__TO DO__: Reproduce word for word everything in the data below, from the line containing "of the neighboring" down to the line containing "[(52, 60), (7, 68), (107, 86)]".

__MATERIAL FOR THIS EXERCISE__:

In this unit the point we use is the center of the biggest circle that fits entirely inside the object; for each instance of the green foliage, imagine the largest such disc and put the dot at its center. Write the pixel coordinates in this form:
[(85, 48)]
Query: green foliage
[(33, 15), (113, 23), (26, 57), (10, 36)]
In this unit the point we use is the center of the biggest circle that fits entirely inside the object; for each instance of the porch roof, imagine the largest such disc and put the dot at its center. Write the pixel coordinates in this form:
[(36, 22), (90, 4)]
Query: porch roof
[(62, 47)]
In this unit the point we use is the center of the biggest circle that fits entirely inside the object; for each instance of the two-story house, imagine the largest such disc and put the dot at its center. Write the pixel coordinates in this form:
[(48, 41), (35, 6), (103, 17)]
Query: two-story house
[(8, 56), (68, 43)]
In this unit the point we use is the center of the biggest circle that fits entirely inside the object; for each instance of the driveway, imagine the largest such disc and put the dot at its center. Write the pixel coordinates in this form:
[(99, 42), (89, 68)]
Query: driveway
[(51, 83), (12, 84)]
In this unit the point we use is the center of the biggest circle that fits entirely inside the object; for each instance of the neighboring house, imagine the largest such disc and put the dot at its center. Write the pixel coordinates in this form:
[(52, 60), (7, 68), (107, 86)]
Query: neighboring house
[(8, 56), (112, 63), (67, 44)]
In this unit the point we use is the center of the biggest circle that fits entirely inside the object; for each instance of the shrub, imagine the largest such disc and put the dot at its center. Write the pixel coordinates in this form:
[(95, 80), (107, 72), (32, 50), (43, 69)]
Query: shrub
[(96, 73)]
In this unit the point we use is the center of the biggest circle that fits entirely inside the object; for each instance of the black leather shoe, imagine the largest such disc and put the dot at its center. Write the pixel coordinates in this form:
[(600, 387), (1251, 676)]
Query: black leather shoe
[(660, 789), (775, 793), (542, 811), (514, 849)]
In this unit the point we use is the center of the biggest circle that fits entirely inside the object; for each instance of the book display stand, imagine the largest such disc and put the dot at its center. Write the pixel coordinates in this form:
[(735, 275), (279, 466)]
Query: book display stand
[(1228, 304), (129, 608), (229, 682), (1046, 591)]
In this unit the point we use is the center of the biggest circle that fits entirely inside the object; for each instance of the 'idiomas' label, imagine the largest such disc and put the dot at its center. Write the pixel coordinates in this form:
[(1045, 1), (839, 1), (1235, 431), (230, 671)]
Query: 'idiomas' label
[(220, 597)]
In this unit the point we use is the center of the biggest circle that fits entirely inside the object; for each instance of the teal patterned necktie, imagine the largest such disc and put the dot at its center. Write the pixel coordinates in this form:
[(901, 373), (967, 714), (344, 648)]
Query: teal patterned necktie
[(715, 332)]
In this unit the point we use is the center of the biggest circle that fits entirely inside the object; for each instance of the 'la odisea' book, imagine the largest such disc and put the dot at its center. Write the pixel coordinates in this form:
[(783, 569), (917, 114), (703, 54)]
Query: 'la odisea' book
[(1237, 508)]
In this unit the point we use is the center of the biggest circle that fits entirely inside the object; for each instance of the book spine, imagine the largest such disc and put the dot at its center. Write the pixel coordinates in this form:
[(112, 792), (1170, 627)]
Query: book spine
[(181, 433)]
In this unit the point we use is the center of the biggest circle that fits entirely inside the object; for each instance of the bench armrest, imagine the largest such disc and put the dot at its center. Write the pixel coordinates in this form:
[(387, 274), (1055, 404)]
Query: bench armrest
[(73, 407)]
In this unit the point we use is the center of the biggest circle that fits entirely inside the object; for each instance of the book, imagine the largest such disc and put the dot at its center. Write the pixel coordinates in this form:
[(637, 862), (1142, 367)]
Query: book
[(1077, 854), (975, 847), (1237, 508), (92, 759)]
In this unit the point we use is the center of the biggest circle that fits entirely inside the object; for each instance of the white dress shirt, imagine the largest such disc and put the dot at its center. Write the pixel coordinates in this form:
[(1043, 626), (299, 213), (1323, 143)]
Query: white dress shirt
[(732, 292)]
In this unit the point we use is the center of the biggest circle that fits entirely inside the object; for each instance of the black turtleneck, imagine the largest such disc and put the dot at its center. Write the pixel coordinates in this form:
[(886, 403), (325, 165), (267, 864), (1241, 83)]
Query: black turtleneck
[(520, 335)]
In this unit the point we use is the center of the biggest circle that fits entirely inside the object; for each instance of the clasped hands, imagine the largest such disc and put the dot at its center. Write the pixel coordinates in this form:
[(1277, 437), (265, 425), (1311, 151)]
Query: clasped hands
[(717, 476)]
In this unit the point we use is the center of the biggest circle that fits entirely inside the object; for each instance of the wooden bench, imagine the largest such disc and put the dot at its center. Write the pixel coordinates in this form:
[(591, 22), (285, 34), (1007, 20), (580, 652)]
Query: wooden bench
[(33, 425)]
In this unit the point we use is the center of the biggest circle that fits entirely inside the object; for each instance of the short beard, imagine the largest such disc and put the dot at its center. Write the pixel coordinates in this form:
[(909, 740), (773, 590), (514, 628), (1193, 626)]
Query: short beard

__CORRECT OUTPUT__:
In this unit the point we use is the center of the biggest circle that fits entirely inside the object; for each instance of the neighboring house, imagine the largest such disc and put the dot at its center. Write the pixel coordinates in this form:
[(52, 60), (7, 68), (107, 86)]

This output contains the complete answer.